Each entry must come back word for word; drop the images as you go.

Dataset entries
☆ ☆ ☆

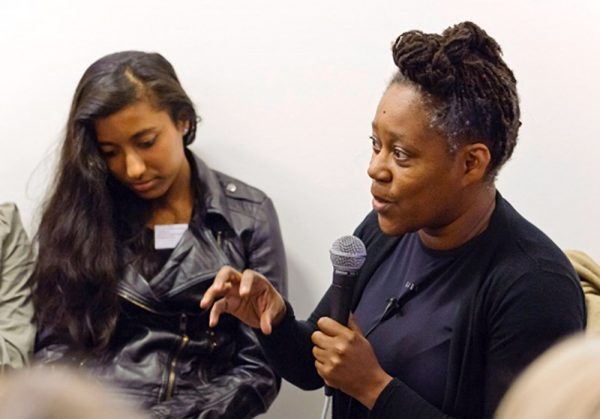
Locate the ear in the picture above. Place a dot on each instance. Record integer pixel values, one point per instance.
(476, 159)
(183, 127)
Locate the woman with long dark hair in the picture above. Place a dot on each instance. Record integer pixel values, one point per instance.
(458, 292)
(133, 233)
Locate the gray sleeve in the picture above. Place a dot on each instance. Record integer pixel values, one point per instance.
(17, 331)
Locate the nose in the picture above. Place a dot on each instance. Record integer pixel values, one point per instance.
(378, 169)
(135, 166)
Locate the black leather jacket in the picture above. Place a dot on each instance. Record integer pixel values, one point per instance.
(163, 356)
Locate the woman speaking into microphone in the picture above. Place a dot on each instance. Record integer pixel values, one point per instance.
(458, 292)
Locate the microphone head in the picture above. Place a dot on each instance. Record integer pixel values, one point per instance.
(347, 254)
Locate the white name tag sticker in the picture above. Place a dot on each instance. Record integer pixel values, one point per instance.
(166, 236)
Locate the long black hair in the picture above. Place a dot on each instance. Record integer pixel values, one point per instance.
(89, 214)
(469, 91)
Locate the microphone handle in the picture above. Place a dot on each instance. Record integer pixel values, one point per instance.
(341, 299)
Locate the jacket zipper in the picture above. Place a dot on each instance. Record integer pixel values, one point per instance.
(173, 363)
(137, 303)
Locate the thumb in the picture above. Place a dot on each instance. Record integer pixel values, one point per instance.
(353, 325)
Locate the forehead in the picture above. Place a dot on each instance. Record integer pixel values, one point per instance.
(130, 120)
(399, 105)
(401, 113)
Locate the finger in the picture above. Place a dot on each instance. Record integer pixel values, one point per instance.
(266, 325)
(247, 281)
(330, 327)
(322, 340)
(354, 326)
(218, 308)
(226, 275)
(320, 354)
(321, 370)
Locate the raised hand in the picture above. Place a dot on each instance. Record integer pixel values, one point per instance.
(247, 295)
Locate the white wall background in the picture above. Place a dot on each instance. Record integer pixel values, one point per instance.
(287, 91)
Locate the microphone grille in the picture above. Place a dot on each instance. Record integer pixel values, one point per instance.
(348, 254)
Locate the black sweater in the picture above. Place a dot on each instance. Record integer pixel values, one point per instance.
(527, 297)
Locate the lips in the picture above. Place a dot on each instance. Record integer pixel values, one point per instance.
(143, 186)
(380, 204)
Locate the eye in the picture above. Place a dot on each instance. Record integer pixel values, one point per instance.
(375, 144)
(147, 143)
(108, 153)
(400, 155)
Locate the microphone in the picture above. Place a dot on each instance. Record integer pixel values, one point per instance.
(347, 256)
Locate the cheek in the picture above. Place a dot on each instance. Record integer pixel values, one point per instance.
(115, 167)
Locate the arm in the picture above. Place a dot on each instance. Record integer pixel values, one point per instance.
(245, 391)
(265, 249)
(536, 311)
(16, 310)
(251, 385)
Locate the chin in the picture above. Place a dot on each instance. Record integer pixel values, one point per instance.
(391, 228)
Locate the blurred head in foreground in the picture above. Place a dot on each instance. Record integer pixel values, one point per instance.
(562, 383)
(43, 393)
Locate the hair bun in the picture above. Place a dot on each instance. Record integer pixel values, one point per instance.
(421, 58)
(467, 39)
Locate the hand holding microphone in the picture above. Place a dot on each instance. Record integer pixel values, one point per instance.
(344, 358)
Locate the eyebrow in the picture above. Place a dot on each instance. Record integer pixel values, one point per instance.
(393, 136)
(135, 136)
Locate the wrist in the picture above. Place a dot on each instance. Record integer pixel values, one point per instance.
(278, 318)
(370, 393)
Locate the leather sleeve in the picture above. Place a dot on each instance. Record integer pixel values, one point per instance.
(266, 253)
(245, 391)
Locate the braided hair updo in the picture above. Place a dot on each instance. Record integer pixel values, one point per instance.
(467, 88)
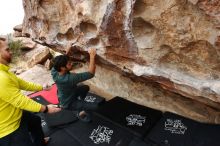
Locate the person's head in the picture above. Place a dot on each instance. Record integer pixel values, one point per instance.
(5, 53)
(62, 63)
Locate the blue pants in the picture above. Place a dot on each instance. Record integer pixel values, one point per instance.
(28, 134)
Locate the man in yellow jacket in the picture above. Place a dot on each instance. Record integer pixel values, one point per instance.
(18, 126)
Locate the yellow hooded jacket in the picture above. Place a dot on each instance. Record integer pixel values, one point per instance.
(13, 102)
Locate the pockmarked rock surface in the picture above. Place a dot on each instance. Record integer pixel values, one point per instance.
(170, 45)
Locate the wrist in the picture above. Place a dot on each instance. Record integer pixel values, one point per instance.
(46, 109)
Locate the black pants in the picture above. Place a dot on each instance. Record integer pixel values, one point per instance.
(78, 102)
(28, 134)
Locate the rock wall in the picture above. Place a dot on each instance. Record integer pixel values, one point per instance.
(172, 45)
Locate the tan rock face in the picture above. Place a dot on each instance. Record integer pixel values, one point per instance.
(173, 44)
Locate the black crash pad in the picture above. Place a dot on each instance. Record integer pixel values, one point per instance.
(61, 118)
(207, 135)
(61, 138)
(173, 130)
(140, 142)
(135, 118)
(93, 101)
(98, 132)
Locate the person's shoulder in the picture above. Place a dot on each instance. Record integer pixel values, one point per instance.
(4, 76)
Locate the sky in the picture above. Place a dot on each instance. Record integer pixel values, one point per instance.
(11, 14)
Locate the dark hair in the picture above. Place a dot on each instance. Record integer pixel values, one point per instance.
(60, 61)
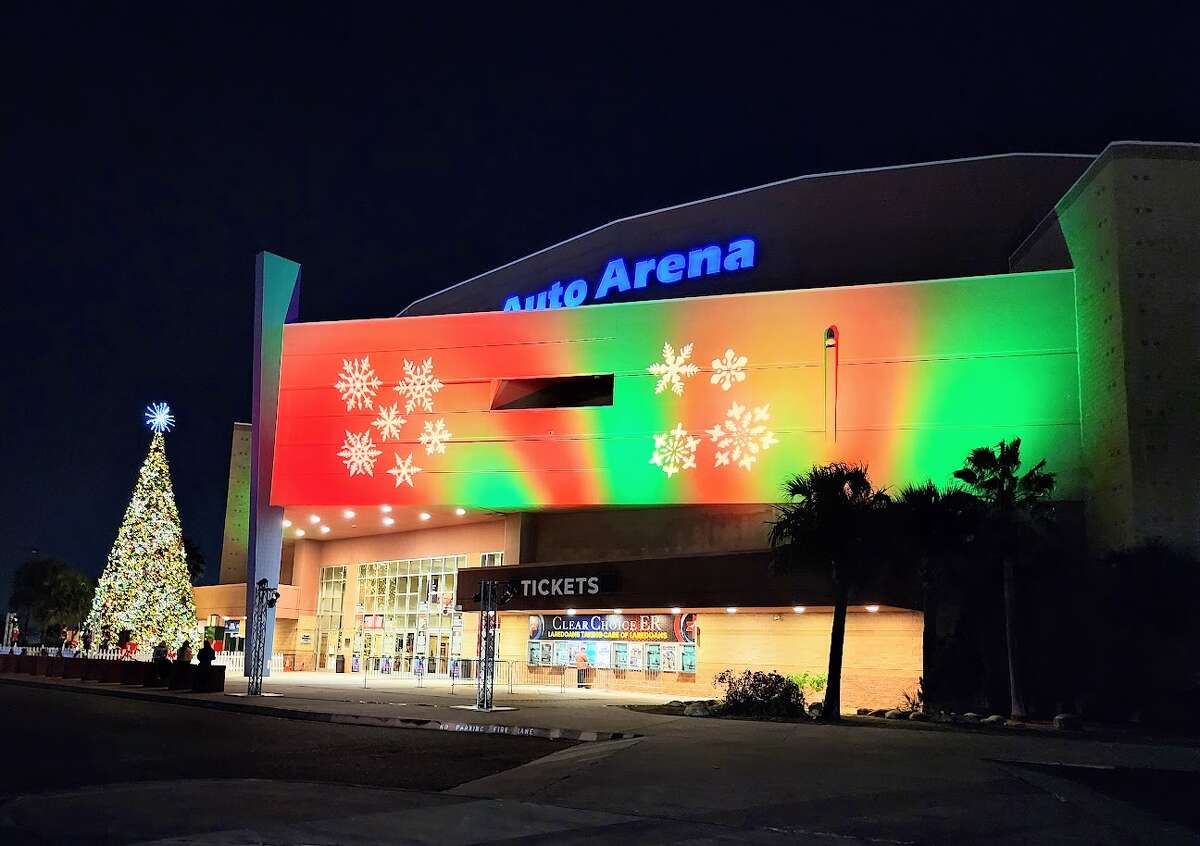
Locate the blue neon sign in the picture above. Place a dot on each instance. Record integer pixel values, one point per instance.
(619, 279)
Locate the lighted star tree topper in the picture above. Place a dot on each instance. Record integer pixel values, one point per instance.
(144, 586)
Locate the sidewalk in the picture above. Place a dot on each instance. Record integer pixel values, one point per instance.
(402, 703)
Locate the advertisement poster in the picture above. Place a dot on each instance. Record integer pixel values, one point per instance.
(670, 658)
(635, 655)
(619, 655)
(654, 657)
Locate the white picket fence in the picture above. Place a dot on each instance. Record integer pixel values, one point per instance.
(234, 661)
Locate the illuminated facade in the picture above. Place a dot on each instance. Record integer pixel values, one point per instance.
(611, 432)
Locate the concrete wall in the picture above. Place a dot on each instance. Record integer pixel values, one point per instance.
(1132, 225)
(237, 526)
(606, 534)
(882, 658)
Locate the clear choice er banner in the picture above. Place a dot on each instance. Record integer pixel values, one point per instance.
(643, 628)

☆ ☆ ☆

» Written response:
Locate the ear in the picture above. Place a dot on each instance. Record integer pixel values, one point per instance.
(476, 159)
(183, 127)
Locate the woman with long dark hair in the picture above. Place a dot on each instance. Record integer pixel values, one point per instance.
(458, 292)
(133, 233)
Locate the gray sleeve in the picture above. Place a dot on each instance. Record integer pixel values, one point per instance.
(17, 331)
Locate the nose in the picture above. Place a dot on each instance. Record integer pixel values, one point per instance.
(378, 169)
(135, 166)
Locate the black leather jacket in the picture above. Place a dot on each instance. Record integer pixel values, one point per instance.
(163, 356)
Locate the woman speaking into microphone in the picture above. Place a dot on each instance. Record integer pixel values, one point per instance.
(458, 292)
Locate the microphone head in the picture above. Place a dot on each instance. Record integer pixel values, one point per instance.
(347, 254)
Locate the white name tag sticker in the picture above. Place a dot on each instance. Record integer pixel values, one point per instance.
(166, 236)
Locate the long black hair in the picture above. Place a dot on each instance. Record integer pixel values, one point per instance.
(89, 214)
(469, 91)
Locate the microphone handle in the picture above. Place a dot on each instance. Record integer pixel values, one point per instance.
(341, 299)
Locate the jacket zipper in the picture above. Place a dot on each instance. Record integer pixel values, one point per instance.
(173, 363)
(137, 303)
Locate the thumb in the picture above. Place a dot on each instance. Record integer pixel values, one point per instance.
(353, 325)
Locate the forehead in the picture above. Place a dot on each instance. Record integer pixel values, one point per instance.
(130, 120)
(399, 105)
(401, 113)
Locate the finger in the picture above. Place a dot on each instance. Record integer pixel values, one point per instance.
(266, 325)
(247, 281)
(330, 327)
(322, 340)
(354, 326)
(218, 308)
(226, 275)
(320, 354)
(321, 370)
Locate the raised hand in the picture above. Place a dot on each instance. Record integer pixel values, one point per instance.
(247, 295)
Locate the white wall background in the picture above. Place a dot on each instance. Record integer pixel values, one point per instance.
(287, 91)
Locate the microphone grille in the picture above. Place a dot on each instance. Record integer pixel values, one point per instance.
(348, 254)
Locate the black sweater in the picture above. Place a dot on each instance. Record integer pixel values, one point per instance.
(527, 297)
Locate the lips in the picture above. Place a dot on each instance. Record integer pixel values, one point per instance.
(143, 186)
(380, 204)
Locate the eye in the picture above. Place a dot on each instance. Record integer pixel values, one point per instance.
(375, 144)
(147, 143)
(108, 153)
(400, 155)
Locate the microphone in the picture above. Place a dot on each instance. Record integer pixel values, one point per instance.
(347, 256)
Locate the cheek in the picture above. Place a dot on each instance. Record integer pixel values, one point per instance.
(115, 167)
Locate the arm in the picture above. Place a dot on each instance. Record integer pixel values, one point per instance.
(245, 391)
(265, 249)
(536, 311)
(16, 310)
(251, 385)
Locate the chin in the picture above. Place a dot on each instance. Record integer pixel values, one point per instance.
(391, 228)
Locate the blurred head in foreground in the picture above. Place a dot on each instance. Record integer pixel values, one point per instance.
(562, 383)
(43, 393)
Locate the hair bun in the picture above. Place a dot on each instance. Record integer pixel values, one point per instance.
(421, 58)
(467, 39)
Locate the hand holding microphone in the picture above. Place a dot on each instance. Record integer pixel values, one point per instance.
(344, 358)
Locate the eyebrow in the picture above. Place a dot on each instance. Record integer pixel values, one point per instance.
(393, 136)
(135, 136)
Locate the wrist in the picture above. Place a dot on each instance. Record integer pixel values, one point per instance.
(278, 318)
(370, 393)
Locate the leather sleeve in the picture above. Place a dot on each instance. Record integer pixel values, one point per instance.
(266, 253)
(245, 391)
Locate the braided hair updo in the picture above. Place a dot on each instance. Record integer pixel values, one point per instance.
(467, 88)
Locate the person's head in the picture above. Place a dot on each instance. Record integer pixel values, one point per instance.
(5, 53)
(62, 63)
Locate the blue pants in the picture above. Place a dot on each instance. Record integer pixel values, one point per instance.
(28, 134)
Locate the man in yellow jacket in the picture above. Place a dot on each instance. Record integer pixel values, one point per instance.
(18, 126)
Locate the yellow hooded jacket in the picture above. Place a dot on each instance. Record integer pixel values, one point per instance.
(13, 102)
Locate the pockmarked rock surface in the picture above. Place a dot on each instance. Record integer pixel values, one point per instance.
(170, 45)
Locate the wrist in the picture above. Place a dot on each instance. Record integer pixel values, one point per instance.
(46, 109)
Locate the black pants in the picture above. Place a dot on each instance. Record integer pixel values, one point per instance.
(78, 102)
(28, 134)
Locate the rock wall in the picture above. Place a dot on each instance. Record integer pixel values, one point per instance.
(172, 45)
Locate the tan rock face in the picture above. Place a dot on each instance. Record integer pixel values, one point per instance.
(173, 44)
Locate the black crash pad in the picture above. Place a dot on each instance. Record integer pixel values, one point per instance.
(61, 118)
(207, 135)
(61, 138)
(173, 130)
(140, 142)
(135, 118)
(93, 101)
(98, 132)
Locate the person's shoulder in the picture above. Place a dot on each instance. Record integer pixel values, one point per instance.
(4, 76)
Locate the sky in the picture above. Place a dot on each instance. Record integer pixel values, one point per instance.
(11, 14)
Locate the dark hair in the picture above. Place a dot on each instance. Record integer pixel values, one point per instance.
(60, 61)
Locate the blue neon sign in the picture above. Place a dot on each instance. Record integer pixel values, one point per instance.
(619, 279)
Locate the lighted star tree topper in the picture above. Place a dot on each instance. Record integer pixel values, one point per instance.
(144, 586)
Locate the sidewalk in the picture above. Place a dot on each instance. Record integer pixel values, one point per instance.
(402, 703)
Locate the advertisement poster in the picture above. Place a dot on each instance. Record integer pixel values, one point per instance.
(670, 658)
(635, 655)
(619, 655)
(654, 657)
Locate the white picket fence in the picture above. Place a dot on each instance. Record integer pixel values, one point per instance.
(234, 661)
Locate the illuminated facade in the picture above. Place a dot on each instance. Record integer pixel values, one point per instance.
(611, 432)
Locate the concrete wall in the picture above. Place a dot on each instance. Record integer pixel values, one point per instance.
(1132, 225)
(237, 526)
(606, 534)
(882, 658)
Locate the clear choice er banner in the picture above. Place a dot on each instance. Record integer pixel values, one point per instance.
(643, 628)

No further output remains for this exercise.